_DATA SECTION_:

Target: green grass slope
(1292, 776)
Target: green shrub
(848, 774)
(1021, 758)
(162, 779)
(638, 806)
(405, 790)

_OBJECTIVE_:
How many lines in the records above contain the string "Target"? Case matters; give only the number.

_SOLUTION FOR THIS TASK_:
2